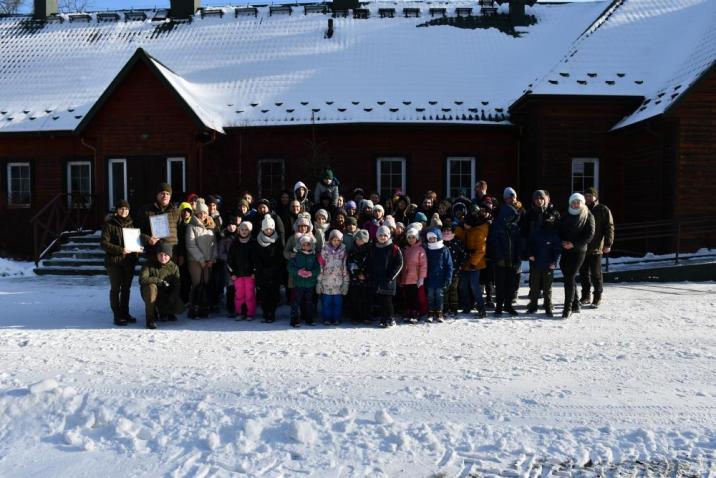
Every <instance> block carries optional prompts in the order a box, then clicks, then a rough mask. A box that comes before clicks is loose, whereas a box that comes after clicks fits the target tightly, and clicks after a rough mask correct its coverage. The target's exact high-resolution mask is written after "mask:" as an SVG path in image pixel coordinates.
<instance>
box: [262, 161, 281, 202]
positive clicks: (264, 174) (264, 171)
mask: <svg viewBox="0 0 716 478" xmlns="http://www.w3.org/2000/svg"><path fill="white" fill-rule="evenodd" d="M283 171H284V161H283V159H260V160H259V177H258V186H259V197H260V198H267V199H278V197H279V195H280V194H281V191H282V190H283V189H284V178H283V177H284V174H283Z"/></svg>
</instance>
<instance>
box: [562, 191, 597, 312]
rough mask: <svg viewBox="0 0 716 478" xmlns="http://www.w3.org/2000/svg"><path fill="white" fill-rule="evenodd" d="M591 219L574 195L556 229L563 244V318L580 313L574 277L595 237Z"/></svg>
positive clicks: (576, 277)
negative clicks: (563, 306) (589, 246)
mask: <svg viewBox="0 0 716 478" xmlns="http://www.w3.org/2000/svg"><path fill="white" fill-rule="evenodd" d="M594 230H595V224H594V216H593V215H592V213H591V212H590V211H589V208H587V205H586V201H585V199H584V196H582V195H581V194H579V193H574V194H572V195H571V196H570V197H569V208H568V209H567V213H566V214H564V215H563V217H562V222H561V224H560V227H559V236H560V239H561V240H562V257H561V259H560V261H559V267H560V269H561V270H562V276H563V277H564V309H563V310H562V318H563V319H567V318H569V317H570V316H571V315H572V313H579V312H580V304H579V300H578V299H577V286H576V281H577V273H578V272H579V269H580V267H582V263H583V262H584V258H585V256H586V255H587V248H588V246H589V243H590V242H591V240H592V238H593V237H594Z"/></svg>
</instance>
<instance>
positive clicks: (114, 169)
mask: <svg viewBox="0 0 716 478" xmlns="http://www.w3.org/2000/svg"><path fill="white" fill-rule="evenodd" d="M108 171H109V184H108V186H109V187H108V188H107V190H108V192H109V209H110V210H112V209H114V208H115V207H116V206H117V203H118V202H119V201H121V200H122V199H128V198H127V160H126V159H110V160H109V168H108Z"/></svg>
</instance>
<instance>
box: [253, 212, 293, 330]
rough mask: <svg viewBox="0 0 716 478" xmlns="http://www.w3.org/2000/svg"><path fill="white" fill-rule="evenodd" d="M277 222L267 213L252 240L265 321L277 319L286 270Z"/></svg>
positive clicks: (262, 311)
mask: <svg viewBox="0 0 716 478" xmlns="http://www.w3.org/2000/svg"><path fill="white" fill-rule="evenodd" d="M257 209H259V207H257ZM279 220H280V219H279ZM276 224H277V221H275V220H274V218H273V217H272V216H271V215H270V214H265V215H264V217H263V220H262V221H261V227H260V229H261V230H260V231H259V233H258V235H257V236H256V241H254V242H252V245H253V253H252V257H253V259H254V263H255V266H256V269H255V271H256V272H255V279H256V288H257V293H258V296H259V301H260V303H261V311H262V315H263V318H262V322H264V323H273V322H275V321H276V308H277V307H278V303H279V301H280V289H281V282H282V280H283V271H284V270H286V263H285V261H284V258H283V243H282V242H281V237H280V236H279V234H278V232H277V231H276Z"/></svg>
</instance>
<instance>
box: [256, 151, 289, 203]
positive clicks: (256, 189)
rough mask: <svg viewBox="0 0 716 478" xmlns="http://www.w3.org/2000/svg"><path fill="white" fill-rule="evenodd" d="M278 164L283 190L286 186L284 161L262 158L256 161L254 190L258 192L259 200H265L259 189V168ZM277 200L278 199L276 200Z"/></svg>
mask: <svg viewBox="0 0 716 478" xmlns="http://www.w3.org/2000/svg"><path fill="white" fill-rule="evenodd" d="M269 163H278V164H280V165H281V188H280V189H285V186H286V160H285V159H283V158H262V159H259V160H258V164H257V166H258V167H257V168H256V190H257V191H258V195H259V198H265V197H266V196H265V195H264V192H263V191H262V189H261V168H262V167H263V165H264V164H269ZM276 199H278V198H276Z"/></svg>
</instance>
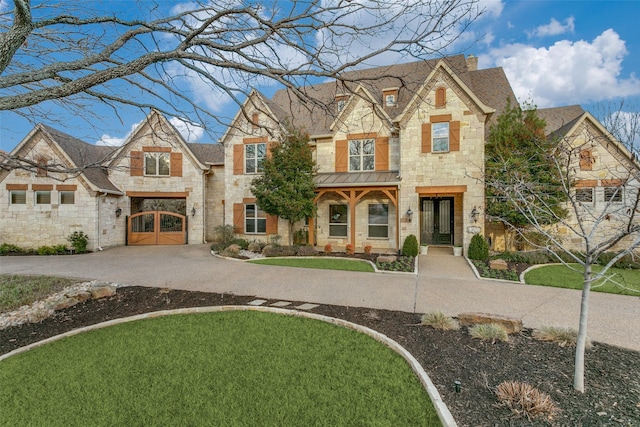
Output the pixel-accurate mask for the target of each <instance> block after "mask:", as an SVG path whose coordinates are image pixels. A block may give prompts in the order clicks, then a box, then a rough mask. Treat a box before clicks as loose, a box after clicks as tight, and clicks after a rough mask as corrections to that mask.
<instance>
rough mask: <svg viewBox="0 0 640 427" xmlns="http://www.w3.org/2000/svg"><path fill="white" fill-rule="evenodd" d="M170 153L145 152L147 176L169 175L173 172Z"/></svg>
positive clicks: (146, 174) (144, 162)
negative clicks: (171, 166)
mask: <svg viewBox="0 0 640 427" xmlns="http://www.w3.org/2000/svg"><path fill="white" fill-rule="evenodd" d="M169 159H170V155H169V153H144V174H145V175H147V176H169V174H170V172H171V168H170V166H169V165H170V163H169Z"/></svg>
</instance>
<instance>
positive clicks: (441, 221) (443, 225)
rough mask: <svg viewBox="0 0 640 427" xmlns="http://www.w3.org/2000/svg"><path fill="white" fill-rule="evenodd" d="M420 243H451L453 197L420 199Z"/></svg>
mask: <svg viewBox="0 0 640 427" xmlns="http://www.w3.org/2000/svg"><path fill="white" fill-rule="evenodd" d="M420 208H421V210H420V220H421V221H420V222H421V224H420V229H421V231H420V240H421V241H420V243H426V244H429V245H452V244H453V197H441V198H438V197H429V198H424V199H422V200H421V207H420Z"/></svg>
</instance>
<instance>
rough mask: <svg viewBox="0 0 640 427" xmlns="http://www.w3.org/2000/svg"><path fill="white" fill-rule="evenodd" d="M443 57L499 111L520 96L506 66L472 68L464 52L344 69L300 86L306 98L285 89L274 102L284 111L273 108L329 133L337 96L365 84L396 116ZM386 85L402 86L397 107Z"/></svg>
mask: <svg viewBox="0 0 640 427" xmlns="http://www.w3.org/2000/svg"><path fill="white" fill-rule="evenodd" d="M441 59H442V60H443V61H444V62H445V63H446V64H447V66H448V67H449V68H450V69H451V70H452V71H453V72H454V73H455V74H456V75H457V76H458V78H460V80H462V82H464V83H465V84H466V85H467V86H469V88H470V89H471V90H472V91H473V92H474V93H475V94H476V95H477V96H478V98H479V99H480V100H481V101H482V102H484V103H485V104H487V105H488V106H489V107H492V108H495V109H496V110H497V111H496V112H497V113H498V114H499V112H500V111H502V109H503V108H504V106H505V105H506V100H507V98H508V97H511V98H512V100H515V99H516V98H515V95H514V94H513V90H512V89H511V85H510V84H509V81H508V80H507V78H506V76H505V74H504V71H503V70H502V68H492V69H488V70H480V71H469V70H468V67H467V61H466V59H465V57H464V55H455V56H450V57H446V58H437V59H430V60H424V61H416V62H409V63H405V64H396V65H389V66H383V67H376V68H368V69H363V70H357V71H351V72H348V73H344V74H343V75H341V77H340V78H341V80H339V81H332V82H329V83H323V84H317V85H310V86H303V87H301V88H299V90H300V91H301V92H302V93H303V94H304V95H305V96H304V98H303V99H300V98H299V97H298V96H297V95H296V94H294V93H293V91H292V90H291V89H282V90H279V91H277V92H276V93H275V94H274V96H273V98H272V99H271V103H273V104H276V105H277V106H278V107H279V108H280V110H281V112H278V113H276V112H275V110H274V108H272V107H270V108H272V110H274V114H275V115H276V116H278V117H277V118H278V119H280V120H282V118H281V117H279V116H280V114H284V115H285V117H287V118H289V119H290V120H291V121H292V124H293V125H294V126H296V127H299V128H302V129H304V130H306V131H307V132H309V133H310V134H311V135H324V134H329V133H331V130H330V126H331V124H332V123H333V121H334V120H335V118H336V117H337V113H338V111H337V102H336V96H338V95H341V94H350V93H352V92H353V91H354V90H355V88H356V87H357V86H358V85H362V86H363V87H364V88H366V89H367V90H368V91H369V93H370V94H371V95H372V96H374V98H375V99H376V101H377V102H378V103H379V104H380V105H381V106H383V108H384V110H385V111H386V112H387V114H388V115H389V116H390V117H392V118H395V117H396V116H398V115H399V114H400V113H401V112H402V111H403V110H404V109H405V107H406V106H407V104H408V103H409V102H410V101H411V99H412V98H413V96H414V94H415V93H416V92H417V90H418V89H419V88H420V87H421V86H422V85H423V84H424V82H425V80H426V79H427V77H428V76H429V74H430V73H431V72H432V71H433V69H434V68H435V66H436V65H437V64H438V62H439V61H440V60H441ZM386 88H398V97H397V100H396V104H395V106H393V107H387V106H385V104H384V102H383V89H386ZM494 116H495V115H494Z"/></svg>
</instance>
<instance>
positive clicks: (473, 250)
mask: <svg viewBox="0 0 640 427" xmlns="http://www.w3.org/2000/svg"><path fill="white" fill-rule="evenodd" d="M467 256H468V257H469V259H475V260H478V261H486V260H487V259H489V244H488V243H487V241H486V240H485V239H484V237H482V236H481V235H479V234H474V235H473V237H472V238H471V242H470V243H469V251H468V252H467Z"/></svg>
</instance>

*YOUR TASK*
Give back, unchanged, the run of lines in the listing above that begins at the line containing "positive clicks: (114, 169)" and ends at the line containing "222L267 213L252 240L265", both included.

*SOLUTION FOR THIS EXERCISE*
positive clicks: (114, 169)
mask: <svg viewBox="0 0 716 478" xmlns="http://www.w3.org/2000/svg"><path fill="white" fill-rule="evenodd" d="M108 171H109V184H108V186H109V187H108V188H107V190H108V192H109V209H110V210H112V209H114V208H115V207H116V206H117V203H118V202H119V201H121V200H122V199H128V198H127V160H126V159H110V160H109V168H108Z"/></svg>
</instance>
<instance>
box: [253, 212, 293, 330]
rough mask: <svg viewBox="0 0 716 478" xmlns="http://www.w3.org/2000/svg"><path fill="white" fill-rule="evenodd" d="M277 222L267 213L252 240L265 321L277 319L286 270Z"/></svg>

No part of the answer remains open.